#### [Aim of the exercise]
Please set out the items below as a Markdown table with two columns, "Row" for the row number and "Line" for the line itself. Skip blank lines and leave the pictures out.

#### [Data provided]
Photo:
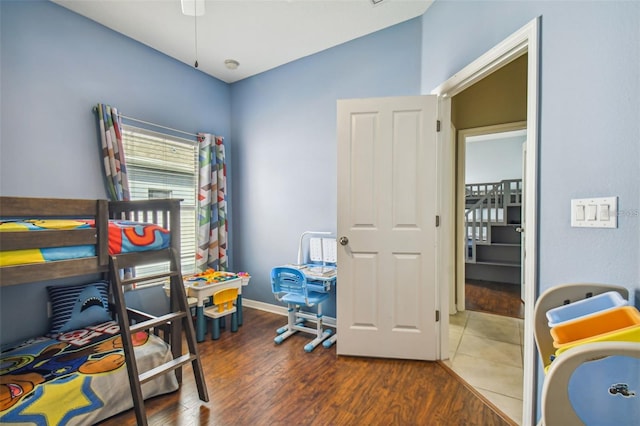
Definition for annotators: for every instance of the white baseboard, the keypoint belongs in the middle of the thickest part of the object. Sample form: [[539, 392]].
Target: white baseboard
[[280, 310]]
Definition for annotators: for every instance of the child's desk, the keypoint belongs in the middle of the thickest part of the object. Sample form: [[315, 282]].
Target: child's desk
[[202, 291]]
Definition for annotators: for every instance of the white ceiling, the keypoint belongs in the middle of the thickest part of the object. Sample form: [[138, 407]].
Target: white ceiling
[[259, 34]]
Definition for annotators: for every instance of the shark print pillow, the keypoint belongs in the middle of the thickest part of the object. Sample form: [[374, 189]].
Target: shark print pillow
[[78, 306]]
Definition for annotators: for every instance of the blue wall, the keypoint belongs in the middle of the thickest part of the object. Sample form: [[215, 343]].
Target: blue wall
[[589, 120], [280, 125], [55, 66], [284, 131]]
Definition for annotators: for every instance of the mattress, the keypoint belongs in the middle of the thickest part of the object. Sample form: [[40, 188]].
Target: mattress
[[80, 377], [124, 237]]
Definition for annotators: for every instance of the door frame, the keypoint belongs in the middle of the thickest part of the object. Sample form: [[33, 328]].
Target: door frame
[[524, 40]]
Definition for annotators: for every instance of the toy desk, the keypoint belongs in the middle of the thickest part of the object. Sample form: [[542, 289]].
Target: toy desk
[[202, 291]]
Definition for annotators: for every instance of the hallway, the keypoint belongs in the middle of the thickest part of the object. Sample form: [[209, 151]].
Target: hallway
[[486, 351]]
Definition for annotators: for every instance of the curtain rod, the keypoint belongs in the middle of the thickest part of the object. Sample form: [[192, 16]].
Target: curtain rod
[[95, 109]]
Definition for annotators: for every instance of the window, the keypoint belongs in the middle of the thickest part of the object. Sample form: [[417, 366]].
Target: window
[[165, 166]]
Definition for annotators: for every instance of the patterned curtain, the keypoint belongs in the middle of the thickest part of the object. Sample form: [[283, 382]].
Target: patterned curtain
[[212, 204], [115, 169]]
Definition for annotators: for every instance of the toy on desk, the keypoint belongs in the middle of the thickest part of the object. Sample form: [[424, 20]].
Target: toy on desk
[[211, 276]]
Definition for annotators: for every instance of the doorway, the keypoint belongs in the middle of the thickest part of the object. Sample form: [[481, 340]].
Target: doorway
[[488, 327], [522, 42], [490, 203]]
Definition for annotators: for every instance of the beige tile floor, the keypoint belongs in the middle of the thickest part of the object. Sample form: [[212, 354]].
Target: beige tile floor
[[486, 351]]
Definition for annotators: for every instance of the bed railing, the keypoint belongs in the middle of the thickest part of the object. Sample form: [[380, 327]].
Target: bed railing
[[489, 208]]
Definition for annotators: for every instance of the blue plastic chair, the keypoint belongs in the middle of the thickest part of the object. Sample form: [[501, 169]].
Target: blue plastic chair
[[289, 285]]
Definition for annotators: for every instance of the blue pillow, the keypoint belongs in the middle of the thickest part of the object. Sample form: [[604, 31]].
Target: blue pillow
[[78, 306]]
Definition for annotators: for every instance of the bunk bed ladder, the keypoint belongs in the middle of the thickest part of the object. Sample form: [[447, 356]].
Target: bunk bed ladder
[[171, 324]]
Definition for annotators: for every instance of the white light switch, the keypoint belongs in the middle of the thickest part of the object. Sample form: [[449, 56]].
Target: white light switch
[[594, 212]]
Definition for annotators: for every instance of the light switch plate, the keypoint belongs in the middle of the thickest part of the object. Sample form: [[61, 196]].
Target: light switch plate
[[594, 212]]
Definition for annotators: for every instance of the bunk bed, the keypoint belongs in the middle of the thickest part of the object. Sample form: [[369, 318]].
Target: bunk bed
[[80, 368]]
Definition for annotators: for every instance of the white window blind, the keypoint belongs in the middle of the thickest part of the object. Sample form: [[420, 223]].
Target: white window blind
[[165, 166]]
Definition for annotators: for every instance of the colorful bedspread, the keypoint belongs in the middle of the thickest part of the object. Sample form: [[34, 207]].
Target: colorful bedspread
[[78, 378], [124, 237]]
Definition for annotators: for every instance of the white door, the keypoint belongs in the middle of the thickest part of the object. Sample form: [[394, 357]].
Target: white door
[[386, 287]]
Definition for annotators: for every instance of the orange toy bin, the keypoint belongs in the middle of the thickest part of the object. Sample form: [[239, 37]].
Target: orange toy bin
[[585, 329]]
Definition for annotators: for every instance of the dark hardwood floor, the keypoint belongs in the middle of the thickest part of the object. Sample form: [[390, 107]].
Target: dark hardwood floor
[[494, 298], [252, 381]]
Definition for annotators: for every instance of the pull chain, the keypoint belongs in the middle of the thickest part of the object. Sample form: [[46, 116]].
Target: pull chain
[[195, 33]]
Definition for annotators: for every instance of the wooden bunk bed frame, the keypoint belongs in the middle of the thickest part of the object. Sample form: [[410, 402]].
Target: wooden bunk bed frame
[[165, 213]]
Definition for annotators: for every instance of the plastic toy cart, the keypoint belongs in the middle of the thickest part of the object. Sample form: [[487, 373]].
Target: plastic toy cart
[[593, 377]]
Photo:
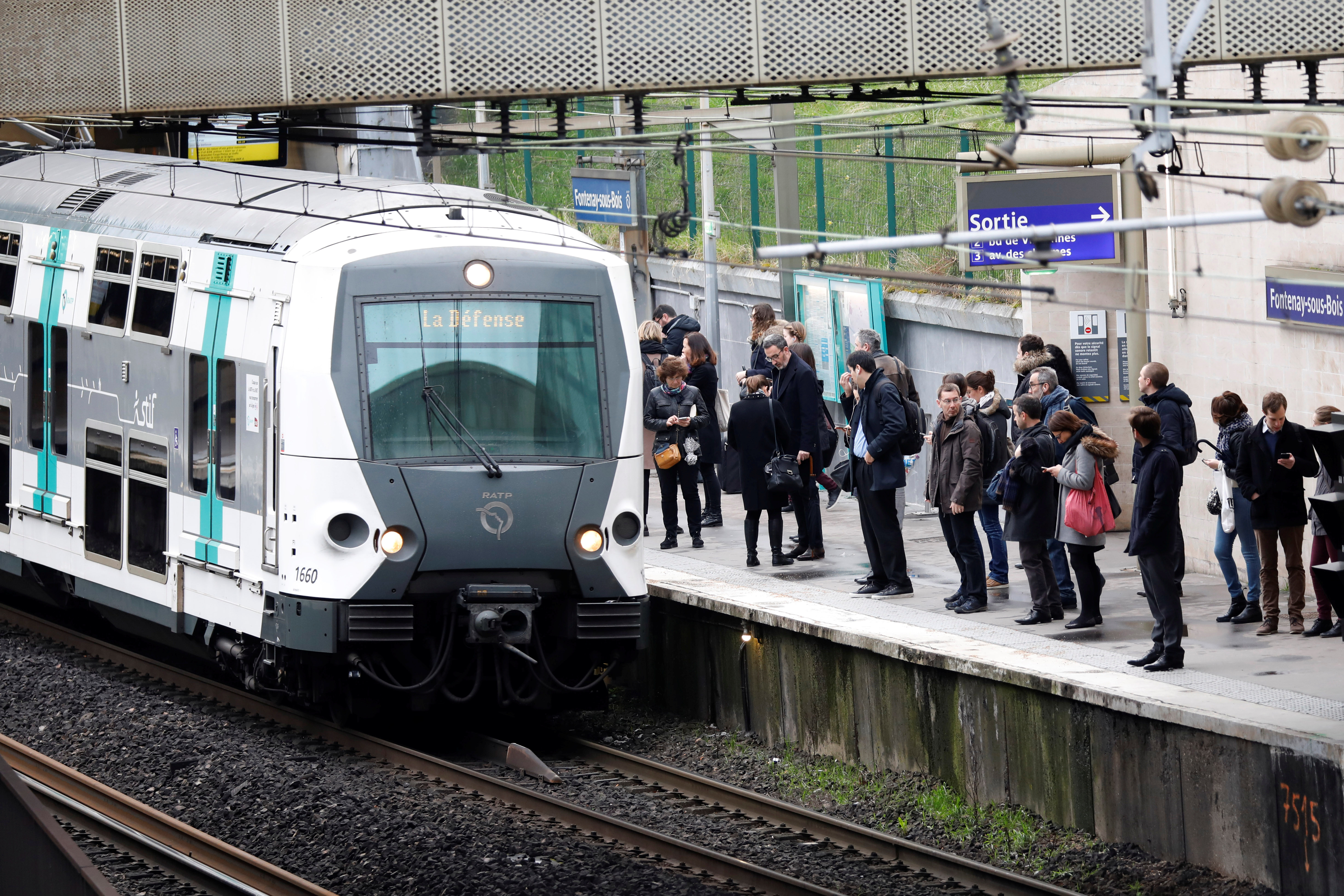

#### [Exercise solution]
| Row | Line |
|---|---|
| 1 | Photo: |
| 2 | Definition for annotators: for every instance of the white baseboard, the keypoint belongs in the middle of the thickest part of the object. Sample form: [[539, 392]]. |
| 3 | Target: white baseboard |
| 4 | [[280, 310]] |
| 5 | Definition for annotators: for every instance of the child's desk, the keypoint belongs in the middle of the thickest part of the object. Sample form: [[315, 282]]. |
| 6 | Target: child's desk |
| 7 | [[202, 291]] |
| 8 | Definition for annotators: for every instance of the white ceiling, the keypoint belongs in the middle of the thickest part of the object. Sample form: [[138, 407]]. |
| 9 | Target: white ceiling |
| 10 | [[259, 34]] |
| 11 | Definition for annotators: for every instance of the shark print pillow, the keypoint belongs in the middle of the thickest part of the object. Sample form: [[374, 189]]. |
| 12 | Target: shark print pillow |
| 13 | [[78, 306]] |
| 14 | Definition for annotators: for every instance of the blue wall, the keypoint belongs in the middle of the thickest part of the object. Sample form: [[215, 343]]. |
| 15 | Target: blue wall |
| 16 | [[589, 120], [280, 125], [55, 66], [284, 131]] |
| 17 | Definition for annotators: for every instance of the mattress, the keypoint belongs in the middle of the thickest part of the object. Sample form: [[40, 188]]. |
| 18 | Target: mattress |
| 19 | [[80, 377], [124, 237]] |
| 20 | Definition for annotators: for every instance of the door frame, the keypoint belongs in the middle of the thickest part of the object. Sample form: [[33, 328]]. |
| 21 | Target: door frame |
| 22 | [[524, 40]] |
| 23 | Definition for annotators: for every instance of the toy desk, the keypoint belongs in the middle of the thickest part of the object. Sample form: [[542, 289]]. |
| 24 | Target: toy desk |
| 25 | [[202, 291]] |
| 26 | Definition for annotators: for every instance of the hallway, the keypoint belongs in the middle of the thickest part of the object. Sample form: [[209, 151]]. |
| 27 | Target: hallway |
| 28 | [[486, 351]] |
| 29 | Definition for annotators: for every instance of the curtain rod, the keypoint belongs in the middle of the thickest part of the object. Sample form: [[192, 16]]. |
| 30 | Target: curtain rod |
| 31 | [[95, 109]] |
| 32 | Definition for annotators: for every instance of the window, the keypoint belongs in the middle of the thickest part of the object. Sample form: [[417, 366]]. |
| 33 | Target: window |
| 34 | [[165, 166]] |
| 35 | Definition for annotators: for every instance of the patterned curtain, the keypoint belongs in the middle of the thickest part of the object. Sample form: [[283, 382]]. |
| 36 | Target: patterned curtain |
| 37 | [[212, 204], [115, 169]] |
| 38 | Definition for annotators: for every instance of the toy on desk, the keypoint belongs in the middle of the thickest part of the object. Sample form: [[424, 20]]. |
| 39 | Target: toy on desk |
| 40 | [[211, 276]] |
| 41 | Definition for annotators: for every instance of the doorway, the keypoint belongs in the middle of the thickest part of the object. Sample form: [[481, 340]]. |
| 42 | Target: doorway |
| 43 | [[488, 327], [522, 42], [490, 203]] |
| 44 | Definition for annotators: for every instance of the beige tile floor, the keypoint belongs in the middle of the thickest part of the object. Sample form: [[212, 354]]. |
| 45 | Target: beige tile floor |
| 46 | [[486, 351]] |
| 47 | Definition for annotators: for every instance of the bed railing, the keypoint belongs in the middle of the thickest part of the object. Sample form: [[380, 327]]. |
| 48 | Target: bed railing |
| 49 | [[489, 208]] |
| 50 | Definition for annotators: for every instance of the blue plastic chair, the keypoint belongs in the middle of the thickest part of the object. Sample form: [[501, 169]]. |
| 51 | Target: blue plastic chair |
| 52 | [[289, 285]] |
| 53 | Definition for annotators: for every instance of the blue pillow, the keypoint belongs in the middle of the thickest part of the object. Sample form: [[604, 31]]. |
| 54 | Target: blue pillow |
| 55 | [[78, 306]] |
| 56 | Definition for annotators: for every instance of the bunk bed ladder, the keypoint belongs in the middle of the thickest part of the object. Sample form: [[447, 356]]. |
| 57 | Target: bunk bed ladder |
| 58 | [[171, 324]] |
| 59 | Definition for annotators: for every instance of the white light switch, the keypoint belongs in the middle of the thickest part of the object. Sample form: [[449, 56]]. |
| 60 | Target: white light switch |
| 61 | [[594, 212]] |
| 62 | Definition for annotators: for every instance of the light switch plate, the keypoint belongs in the middle of the thickest part of the object. Sample form: [[61, 196]]. |
| 63 | Target: light switch plate |
| 64 | [[594, 212]] |
| 65 | Definition for annotators: for every instance of the bunk bed, the keypoint belongs in the middle of the thickest part of the object. Sample form: [[369, 318]]. |
| 66 | Target: bunk bed |
| 67 | [[80, 368]] |
| 68 | Definition for annotators: for every instance of the white window blind, the keypoint belongs in the middle of the thickest part of the object. Sample form: [[420, 223]]. |
| 69 | Target: white window blind |
| 70 | [[165, 166]] |
| 71 | Definition for annotators: for every instance of the colorful bedspread, the keypoint belongs in the middle of the thickest part of the object. Sample form: [[34, 207]]. |
| 72 | Target: colorful bedspread |
| 73 | [[78, 378], [124, 237]] |
| 74 | Definition for annotators: for every instance of the white door, the keypoint belongs in the middle of the thickest part of the object. Sample form: [[394, 357]]. |
| 75 | Target: white door |
| 76 | [[386, 287]] |
| 77 | Definition for annotators: for every instance of the orange toy bin, the keypoint belongs in the middle of the thickest part of the object. Sample form: [[239, 37]]. |
| 78 | Target: orange toy bin |
| 79 | [[585, 329]] |
| 80 | Definition for annotators: for every instance of the dark hardwood floor, the keypoint belongs in the middle of the thickest part of the object. Sample form: [[390, 107]]. |
| 81 | Target: dark hardwood floor |
| 82 | [[494, 298], [252, 381]] |
| 83 | Definition for annotators: for every instance of the pull chain, the keypoint belongs in the middle of the thickest part of the object. Sample form: [[46, 116]]. |
| 84 | Target: pull chain |
| 85 | [[195, 33]] |
| 86 | Definition for annotators: for every instance of the wooden bunk bed frame, the keypoint belongs in the middle of the thickest part of the object. Sample form: [[410, 402]]. |
| 87 | Target: wooden bunk bed frame |
| 88 | [[165, 213]] |
| 89 | Definition for annotators: for every instance of the plastic toy cart, the keypoint belongs in the middle of the thickest part of the object. Sample form: [[487, 373]]. |
| 90 | Target: plastic toy cart |
| 91 | [[593, 377]] |
| 92 | Photo: |